Verilen metin:
----

Norveç merkezli İran İnsan Hakları Örgütü: İran'da ölen gösterici sayısı 448’e yükseldi

Fotoğraf: AA
Fotoğraf: AA
TT

Norveç merkezli İran İnsan Hakları Örgütü: İran'da ölen gösterici sayısı 448’e yükseldi

Fotoğraf: AA
Fotoğraf: AA

Norveç merkezli İran İnsan Hakları Örgütü (IHR), İran'da genç bir kadının gözaltına alındıktan sonra ölümü sonrası başlayan gösteriler sırasında yaşamını yitiren gösterici sayısının 448'e yükseldiğini açıkladı.
IHR'ye ait internet sitesinde yayımlanan raporda, son bir haftadaki olaylarda 16 kişinin hayatını kaybettiği belirtildi.
Ülkedeki 31 eyaletten 26’sına dair verilerin yer aldığı raporda, en fazla can kaybının Sünnilerin yoğunlukta olduğu Sistan-Beluçistan eyaletinde yaşandığı belirtildi.

----

Koordinat işaretleme kayıtları:
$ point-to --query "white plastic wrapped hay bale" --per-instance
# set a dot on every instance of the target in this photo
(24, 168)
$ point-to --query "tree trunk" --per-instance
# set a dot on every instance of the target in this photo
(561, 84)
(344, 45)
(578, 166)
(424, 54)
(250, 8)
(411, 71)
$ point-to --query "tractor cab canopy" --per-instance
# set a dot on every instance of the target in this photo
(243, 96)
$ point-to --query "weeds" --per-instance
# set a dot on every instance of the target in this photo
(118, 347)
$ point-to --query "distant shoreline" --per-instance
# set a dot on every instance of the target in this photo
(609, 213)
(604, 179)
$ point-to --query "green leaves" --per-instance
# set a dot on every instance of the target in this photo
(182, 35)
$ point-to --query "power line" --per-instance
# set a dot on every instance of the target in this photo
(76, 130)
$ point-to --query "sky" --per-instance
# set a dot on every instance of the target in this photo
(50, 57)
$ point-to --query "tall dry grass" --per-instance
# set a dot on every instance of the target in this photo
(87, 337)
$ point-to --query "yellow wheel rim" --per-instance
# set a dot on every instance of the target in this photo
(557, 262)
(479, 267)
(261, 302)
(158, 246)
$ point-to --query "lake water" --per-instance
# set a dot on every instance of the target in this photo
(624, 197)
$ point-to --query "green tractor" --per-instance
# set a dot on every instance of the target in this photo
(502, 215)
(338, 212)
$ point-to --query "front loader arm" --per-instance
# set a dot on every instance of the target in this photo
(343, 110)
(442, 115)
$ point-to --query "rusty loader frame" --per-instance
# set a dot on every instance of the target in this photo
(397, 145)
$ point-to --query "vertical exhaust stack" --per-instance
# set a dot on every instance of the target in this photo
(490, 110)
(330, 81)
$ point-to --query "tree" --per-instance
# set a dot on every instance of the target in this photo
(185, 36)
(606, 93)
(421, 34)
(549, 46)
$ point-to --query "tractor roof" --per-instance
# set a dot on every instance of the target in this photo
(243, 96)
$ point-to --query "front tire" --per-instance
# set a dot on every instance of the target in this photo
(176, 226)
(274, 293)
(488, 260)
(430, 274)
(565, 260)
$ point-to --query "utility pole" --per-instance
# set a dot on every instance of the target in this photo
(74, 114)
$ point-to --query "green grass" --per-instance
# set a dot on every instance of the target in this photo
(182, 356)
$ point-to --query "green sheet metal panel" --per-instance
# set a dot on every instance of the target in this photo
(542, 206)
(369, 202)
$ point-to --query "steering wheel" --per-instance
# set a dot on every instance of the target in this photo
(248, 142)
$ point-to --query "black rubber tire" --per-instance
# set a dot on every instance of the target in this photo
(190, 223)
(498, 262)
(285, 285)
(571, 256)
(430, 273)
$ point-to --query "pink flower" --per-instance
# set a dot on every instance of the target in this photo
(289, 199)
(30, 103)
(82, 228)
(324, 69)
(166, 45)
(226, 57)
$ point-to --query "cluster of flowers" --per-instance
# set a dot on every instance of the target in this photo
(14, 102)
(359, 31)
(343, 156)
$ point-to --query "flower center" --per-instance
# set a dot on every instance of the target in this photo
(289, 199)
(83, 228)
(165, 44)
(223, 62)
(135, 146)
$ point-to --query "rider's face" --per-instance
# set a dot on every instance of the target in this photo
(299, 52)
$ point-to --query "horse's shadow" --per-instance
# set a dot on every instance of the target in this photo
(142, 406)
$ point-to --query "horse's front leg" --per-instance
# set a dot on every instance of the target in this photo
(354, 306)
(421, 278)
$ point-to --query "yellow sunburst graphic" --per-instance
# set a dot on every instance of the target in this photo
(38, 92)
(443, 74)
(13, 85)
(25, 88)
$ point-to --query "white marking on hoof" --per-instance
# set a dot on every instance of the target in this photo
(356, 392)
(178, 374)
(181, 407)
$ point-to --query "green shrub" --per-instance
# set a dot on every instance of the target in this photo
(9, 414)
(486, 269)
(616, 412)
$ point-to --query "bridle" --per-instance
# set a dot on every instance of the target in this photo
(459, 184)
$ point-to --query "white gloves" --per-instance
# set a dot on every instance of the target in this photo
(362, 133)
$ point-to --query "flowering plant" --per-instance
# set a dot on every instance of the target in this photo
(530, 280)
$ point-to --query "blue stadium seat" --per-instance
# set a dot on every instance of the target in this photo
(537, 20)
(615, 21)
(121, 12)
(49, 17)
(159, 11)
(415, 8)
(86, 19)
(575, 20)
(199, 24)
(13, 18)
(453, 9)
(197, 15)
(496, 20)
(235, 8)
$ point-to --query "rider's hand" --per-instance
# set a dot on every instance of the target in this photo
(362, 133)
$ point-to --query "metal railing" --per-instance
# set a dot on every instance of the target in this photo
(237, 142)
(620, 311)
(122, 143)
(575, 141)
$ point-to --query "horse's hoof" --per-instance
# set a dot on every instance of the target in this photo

----

Belirtilen hedef:
İran'daki gösterici ölümlerine dair haberi son cümlesinden sonra gelecek kısımla devam ettirin.

Alıştırmanın yanıtı:
Raporda, Sistan-Beluçistan’da 128, Kürdistan’da 53, Batı Azerbaycan'da 51, Tahran'da 43, Mazenderan'da 37, Kirmanşah'ta 25, Gilan'da 24, Elborz'da 16, İsfahan'da 14, Huzistan'da 10, Fars’da 8, Rezevi Horasan'da 6, Zencan ve Doğu Azerbaycan'da 4'er, Merkezi, Kazvin, Hemedan ve Loristan'da 3'er, Kohgiluye-Buyer Ahmed, Erdebil, İylam, Buşehr, Hürmüzgan'da 2'şer, Simnan, Gülistan ve Kirman'da da birer göstericinin yaşamını yitirdiği kaydedildi.
Hayatını kaybeden göstericilerden 29’unun kadın olduğu, 60 kişinin ise 18 yaş altı olduğu ifade edildi.

İran'daki gösteriler
Tahran'da 13 Eylül'de "ahlak polisi" olarak bilinen İrşad devriyeleri tarafından gözaltına alındıktan sonra fenalaşarak hastaneye kaldırılan 22 yaşındaki Mahsa Amini'nin 16 Eylül'de yaşamını yitirmesi, ülke yönetimine karşı protestolara yol açmıştı.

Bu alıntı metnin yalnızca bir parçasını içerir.